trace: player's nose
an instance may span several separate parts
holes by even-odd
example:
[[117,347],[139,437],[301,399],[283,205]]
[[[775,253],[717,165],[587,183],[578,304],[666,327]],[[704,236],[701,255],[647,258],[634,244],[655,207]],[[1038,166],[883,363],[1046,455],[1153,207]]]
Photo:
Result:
...
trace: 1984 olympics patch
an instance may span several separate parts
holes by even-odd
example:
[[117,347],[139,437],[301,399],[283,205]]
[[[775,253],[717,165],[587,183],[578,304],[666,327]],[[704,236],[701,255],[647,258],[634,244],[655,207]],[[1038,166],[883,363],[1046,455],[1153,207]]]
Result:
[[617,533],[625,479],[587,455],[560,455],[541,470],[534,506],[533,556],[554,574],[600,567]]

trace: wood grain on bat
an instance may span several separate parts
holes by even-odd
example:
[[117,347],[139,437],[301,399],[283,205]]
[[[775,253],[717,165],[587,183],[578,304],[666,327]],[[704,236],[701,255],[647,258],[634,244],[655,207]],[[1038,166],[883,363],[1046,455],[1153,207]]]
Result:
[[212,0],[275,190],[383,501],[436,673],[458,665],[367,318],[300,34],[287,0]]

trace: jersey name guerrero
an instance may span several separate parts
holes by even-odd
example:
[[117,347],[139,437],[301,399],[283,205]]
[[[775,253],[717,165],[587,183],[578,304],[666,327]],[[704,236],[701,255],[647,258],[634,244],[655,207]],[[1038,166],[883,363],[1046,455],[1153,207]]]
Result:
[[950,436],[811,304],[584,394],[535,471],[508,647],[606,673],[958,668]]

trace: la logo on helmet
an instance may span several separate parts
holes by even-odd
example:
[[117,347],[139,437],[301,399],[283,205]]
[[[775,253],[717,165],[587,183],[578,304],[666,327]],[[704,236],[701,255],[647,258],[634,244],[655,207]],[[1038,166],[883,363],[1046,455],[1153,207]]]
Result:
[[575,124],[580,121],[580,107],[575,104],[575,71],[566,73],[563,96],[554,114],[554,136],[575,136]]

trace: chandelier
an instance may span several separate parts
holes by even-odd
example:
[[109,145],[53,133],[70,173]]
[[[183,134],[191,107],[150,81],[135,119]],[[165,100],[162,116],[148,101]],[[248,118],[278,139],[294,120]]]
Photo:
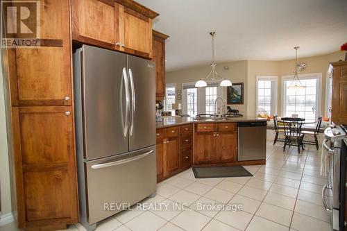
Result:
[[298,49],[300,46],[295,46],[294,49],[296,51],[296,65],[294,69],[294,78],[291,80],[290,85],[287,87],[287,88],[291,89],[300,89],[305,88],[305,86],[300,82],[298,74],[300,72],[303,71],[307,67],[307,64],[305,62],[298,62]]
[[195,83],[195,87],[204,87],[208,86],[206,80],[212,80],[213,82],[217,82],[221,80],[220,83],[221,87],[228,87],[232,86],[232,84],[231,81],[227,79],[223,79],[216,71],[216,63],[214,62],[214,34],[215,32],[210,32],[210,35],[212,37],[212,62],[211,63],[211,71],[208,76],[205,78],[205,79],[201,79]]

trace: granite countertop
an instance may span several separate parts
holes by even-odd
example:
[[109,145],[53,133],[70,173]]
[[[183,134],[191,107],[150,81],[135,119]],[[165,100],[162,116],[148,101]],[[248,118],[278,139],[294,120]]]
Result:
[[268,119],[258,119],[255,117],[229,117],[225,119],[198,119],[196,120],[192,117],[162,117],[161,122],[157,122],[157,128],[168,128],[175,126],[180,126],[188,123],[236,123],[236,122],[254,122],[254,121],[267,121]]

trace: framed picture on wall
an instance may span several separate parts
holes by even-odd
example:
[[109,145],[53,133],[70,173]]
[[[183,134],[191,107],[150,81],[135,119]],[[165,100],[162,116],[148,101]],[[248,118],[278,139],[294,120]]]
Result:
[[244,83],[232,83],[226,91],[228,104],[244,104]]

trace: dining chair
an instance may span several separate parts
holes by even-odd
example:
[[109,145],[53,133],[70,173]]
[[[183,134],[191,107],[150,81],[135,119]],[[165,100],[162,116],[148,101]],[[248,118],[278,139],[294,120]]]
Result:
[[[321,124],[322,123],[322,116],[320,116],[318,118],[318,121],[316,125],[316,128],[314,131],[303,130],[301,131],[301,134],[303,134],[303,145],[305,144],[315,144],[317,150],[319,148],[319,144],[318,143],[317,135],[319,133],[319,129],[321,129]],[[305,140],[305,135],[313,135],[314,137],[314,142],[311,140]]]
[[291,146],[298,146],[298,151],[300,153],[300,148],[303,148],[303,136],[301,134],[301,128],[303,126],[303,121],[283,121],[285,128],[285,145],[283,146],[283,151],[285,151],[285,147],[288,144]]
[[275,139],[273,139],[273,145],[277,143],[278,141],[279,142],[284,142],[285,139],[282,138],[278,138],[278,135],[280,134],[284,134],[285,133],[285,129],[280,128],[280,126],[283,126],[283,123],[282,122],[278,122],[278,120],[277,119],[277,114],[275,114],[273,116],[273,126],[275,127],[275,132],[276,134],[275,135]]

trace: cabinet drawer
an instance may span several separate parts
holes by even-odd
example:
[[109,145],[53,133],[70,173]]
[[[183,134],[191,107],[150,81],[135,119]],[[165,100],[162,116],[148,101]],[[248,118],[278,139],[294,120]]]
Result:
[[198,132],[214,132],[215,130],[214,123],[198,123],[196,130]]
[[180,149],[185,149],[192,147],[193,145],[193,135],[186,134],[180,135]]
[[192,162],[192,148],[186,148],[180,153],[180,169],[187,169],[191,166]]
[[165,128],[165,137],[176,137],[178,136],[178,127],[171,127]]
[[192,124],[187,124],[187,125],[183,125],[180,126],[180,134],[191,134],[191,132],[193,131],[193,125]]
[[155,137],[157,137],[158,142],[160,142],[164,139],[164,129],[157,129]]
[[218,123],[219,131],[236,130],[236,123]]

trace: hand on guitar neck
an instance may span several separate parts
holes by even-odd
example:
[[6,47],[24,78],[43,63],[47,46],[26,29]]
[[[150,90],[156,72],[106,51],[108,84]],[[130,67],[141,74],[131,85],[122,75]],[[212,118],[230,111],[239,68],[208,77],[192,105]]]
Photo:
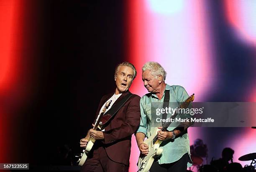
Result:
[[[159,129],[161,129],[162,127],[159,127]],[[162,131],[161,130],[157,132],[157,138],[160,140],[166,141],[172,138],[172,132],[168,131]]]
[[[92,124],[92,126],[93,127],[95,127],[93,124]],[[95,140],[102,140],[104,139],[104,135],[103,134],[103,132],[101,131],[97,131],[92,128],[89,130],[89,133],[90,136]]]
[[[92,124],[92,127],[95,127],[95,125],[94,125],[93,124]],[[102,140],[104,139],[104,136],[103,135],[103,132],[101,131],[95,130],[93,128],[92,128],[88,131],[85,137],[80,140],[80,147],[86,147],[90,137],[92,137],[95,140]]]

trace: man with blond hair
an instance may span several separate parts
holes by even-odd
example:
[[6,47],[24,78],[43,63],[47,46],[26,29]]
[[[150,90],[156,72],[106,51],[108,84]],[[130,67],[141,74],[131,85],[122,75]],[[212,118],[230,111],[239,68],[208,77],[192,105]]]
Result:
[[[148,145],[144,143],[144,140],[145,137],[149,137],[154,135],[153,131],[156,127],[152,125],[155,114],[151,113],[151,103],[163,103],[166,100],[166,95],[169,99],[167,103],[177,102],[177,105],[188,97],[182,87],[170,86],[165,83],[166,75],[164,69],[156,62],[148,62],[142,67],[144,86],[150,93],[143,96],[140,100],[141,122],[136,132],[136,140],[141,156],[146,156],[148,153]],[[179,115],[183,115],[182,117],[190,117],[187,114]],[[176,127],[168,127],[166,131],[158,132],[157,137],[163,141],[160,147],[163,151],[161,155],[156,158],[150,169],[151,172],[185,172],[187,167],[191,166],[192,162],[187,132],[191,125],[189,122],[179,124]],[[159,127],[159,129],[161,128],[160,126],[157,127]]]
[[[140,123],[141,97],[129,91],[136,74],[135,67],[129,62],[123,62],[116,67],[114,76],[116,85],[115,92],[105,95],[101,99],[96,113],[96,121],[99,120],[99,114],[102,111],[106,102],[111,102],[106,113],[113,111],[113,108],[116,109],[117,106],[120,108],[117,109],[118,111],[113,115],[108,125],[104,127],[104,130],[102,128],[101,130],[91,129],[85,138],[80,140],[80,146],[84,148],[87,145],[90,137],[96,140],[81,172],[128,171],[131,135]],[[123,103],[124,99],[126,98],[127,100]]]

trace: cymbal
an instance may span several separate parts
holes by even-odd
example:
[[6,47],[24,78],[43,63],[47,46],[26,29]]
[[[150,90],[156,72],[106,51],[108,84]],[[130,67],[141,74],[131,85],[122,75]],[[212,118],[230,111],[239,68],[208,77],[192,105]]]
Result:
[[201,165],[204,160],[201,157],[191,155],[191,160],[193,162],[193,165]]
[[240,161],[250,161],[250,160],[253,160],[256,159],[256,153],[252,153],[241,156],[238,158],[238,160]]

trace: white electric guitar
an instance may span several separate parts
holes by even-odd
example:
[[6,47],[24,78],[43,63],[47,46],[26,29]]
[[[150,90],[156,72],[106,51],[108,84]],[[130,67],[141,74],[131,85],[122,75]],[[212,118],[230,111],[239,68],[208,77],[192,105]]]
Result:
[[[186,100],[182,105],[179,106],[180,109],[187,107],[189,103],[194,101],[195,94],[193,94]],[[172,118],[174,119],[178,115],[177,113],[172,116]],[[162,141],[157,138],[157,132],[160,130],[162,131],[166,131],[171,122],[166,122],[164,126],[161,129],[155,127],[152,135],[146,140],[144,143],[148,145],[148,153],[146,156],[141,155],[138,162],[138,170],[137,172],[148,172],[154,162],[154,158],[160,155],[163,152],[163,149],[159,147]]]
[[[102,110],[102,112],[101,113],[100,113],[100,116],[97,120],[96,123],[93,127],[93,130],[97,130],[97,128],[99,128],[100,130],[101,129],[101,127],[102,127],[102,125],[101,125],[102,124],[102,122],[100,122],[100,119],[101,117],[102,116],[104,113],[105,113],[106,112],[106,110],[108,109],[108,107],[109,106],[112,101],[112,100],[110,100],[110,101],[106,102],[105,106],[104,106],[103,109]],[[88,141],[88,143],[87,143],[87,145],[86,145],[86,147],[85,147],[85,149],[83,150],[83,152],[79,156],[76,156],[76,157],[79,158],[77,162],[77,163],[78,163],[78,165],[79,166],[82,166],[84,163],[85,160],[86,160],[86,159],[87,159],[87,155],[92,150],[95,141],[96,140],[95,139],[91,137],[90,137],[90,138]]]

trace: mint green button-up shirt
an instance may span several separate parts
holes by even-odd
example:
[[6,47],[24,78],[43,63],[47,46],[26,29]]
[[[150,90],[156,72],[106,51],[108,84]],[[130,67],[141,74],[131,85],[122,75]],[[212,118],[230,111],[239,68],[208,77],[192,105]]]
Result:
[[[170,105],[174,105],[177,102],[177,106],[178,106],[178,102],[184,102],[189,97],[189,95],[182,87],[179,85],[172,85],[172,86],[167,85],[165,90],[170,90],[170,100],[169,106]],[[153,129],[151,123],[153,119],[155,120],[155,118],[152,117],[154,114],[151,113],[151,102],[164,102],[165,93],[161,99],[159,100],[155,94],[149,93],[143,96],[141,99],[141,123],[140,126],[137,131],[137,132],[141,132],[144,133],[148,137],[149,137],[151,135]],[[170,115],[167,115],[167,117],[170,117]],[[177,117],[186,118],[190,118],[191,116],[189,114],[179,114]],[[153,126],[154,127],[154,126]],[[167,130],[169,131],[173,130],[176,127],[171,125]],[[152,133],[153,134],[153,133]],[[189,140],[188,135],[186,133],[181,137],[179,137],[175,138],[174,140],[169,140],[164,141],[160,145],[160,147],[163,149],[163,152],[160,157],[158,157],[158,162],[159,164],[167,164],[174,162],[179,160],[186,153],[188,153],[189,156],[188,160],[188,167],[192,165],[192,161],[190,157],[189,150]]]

Task instructions = Lay out the lines above as a JSON list of strings, one string per line with blank lines left out. Begin at the line that has "trace: cabinet drawer" and stop after the line that has "[[218,123],[219,131],[236,130],[236,123]]".

Solution for this exercise =
[
  "trace: cabinet drawer",
  "an instance may span several separate parts",
  "holes by even-odd",
  "example:",
  "[[109,145],[53,133],[70,173]]",
  "[[[183,134],[191,107],[150,81],[135,119]],[[165,100],[162,116],[148,101]],[[248,118],[278,139],[294,120]]]",
  "Result:",
  "[[198,132],[214,132],[215,130],[214,123],[198,123],[196,130]]",
  "[[180,149],[185,149],[192,147],[193,145],[193,135],[186,134],[180,135]]",
  "[[192,162],[192,148],[186,148],[180,153],[180,169],[187,169],[191,166]]",
  "[[165,128],[165,137],[176,137],[178,136],[178,127],[171,127]]",
  "[[192,124],[187,124],[187,125],[183,125],[180,126],[180,134],[191,134],[191,132],[193,131],[193,125]]",
  "[[155,137],[157,137],[158,142],[160,142],[164,139],[164,129],[157,129]]",
  "[[218,123],[219,131],[236,130],[236,123]]"
]